(Rekordy zawarte w zbiorze danych)
◇ ◇ ◇ ◇ ◇ ◇ ◇

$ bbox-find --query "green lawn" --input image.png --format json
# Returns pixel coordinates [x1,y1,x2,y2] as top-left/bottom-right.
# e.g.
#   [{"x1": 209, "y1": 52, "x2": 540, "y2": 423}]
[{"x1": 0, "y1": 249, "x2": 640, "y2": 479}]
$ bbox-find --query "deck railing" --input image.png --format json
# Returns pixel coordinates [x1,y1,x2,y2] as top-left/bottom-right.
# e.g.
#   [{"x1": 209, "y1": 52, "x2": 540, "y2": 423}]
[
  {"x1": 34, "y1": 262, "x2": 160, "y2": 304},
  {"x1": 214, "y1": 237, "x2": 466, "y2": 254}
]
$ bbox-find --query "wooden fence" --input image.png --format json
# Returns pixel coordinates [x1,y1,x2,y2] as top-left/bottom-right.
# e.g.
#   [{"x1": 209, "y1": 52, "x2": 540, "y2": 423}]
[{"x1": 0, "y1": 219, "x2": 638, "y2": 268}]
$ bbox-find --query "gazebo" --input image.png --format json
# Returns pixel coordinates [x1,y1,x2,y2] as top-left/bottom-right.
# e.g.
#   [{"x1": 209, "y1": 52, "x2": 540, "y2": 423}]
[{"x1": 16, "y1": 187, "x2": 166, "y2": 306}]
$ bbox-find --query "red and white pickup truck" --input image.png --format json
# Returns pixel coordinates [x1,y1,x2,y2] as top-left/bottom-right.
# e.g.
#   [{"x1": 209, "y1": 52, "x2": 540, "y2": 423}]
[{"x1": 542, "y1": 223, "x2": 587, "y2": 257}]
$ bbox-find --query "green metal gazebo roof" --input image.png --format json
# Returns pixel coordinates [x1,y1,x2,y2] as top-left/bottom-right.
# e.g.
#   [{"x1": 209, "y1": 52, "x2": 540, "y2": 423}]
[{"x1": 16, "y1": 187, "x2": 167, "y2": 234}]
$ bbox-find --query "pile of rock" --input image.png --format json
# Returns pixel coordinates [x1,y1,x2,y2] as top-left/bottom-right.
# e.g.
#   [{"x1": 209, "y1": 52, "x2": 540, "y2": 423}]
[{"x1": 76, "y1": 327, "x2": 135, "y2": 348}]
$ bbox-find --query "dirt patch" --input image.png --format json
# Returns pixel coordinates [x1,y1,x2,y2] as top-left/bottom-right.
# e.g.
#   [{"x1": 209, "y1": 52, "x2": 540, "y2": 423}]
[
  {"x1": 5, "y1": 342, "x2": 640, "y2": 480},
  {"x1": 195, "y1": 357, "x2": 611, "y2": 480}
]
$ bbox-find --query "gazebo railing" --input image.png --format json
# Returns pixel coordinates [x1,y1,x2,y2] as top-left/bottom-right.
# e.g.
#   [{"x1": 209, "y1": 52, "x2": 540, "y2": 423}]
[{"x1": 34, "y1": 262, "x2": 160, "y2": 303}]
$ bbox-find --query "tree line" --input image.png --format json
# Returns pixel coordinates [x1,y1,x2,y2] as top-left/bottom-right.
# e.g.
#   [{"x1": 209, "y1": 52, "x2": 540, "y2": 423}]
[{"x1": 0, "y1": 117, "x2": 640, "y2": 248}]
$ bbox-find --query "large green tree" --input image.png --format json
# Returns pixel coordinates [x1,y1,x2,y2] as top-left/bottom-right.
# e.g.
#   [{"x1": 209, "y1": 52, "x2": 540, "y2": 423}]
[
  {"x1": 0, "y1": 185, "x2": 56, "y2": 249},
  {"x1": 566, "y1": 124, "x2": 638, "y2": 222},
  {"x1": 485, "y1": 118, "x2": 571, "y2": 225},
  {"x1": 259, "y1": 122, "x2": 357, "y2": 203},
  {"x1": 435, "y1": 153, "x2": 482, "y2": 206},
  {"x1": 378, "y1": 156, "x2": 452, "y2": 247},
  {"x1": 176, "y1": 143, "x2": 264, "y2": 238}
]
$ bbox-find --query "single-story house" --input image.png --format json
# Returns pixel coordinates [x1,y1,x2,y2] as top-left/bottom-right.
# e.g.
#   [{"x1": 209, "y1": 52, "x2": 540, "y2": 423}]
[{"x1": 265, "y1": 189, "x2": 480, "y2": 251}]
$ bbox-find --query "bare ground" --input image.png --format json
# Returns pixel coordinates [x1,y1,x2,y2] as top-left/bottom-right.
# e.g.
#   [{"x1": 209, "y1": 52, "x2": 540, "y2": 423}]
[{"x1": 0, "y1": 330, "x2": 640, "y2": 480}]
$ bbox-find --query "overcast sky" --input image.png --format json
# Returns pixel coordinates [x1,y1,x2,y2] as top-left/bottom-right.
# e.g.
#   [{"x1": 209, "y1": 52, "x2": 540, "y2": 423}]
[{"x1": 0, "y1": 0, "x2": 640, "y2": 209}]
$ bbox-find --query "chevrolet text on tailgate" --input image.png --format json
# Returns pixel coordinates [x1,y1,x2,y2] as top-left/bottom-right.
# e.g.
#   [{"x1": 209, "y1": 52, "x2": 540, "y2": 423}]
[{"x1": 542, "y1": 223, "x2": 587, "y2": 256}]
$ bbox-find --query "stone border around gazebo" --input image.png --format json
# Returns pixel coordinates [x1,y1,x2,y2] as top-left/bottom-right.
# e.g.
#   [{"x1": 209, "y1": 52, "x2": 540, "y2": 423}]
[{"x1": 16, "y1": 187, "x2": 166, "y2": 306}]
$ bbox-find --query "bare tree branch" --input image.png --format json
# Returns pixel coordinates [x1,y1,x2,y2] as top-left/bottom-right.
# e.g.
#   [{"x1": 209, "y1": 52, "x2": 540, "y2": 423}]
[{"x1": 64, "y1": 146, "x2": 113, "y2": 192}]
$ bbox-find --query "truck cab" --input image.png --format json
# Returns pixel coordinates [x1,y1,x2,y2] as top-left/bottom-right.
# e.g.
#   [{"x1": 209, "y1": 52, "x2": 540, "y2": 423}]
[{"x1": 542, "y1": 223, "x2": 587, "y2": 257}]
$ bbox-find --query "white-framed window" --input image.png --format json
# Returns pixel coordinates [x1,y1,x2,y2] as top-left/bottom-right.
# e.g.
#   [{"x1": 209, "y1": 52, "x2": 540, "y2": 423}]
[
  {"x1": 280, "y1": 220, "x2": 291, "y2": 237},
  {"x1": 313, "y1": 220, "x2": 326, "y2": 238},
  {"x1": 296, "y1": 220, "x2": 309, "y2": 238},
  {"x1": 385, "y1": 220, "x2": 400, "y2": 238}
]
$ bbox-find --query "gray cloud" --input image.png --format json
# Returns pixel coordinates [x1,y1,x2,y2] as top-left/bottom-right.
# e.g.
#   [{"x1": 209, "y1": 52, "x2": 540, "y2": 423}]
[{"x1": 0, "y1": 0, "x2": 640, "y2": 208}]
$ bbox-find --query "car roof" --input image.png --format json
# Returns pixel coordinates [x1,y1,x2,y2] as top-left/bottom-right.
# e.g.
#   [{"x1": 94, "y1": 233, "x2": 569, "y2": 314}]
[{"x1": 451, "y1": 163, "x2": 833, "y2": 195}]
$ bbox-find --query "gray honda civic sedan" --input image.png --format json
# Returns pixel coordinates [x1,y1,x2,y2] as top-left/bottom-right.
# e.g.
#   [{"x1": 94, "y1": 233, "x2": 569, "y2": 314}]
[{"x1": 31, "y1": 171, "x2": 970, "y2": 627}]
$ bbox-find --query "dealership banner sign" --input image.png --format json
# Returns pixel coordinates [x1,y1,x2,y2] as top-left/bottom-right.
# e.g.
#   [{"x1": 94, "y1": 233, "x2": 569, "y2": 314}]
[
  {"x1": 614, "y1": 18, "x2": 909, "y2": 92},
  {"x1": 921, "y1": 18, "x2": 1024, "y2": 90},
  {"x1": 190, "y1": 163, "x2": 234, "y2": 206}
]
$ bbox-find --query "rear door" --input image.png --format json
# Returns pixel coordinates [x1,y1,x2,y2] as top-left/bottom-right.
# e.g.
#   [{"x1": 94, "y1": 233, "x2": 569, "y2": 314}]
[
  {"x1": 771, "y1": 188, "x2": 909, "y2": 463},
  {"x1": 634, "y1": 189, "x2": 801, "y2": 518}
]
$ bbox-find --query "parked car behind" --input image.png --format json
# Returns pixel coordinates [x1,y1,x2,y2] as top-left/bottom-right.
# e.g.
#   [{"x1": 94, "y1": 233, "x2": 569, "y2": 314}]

◇ ◇ ◇ ◇ ◇ ◇ ◇

Zadanie do wykonania: Wskaż w powyższych rekordach każdy wiersz zawierający słowo „roof” i przepisz te wiersze.

Wynik zadania:
$ bbox-find --query "green metal gazebo roof" --input image.png --format json
$ bbox-find --query "car roof" --input image.png --format json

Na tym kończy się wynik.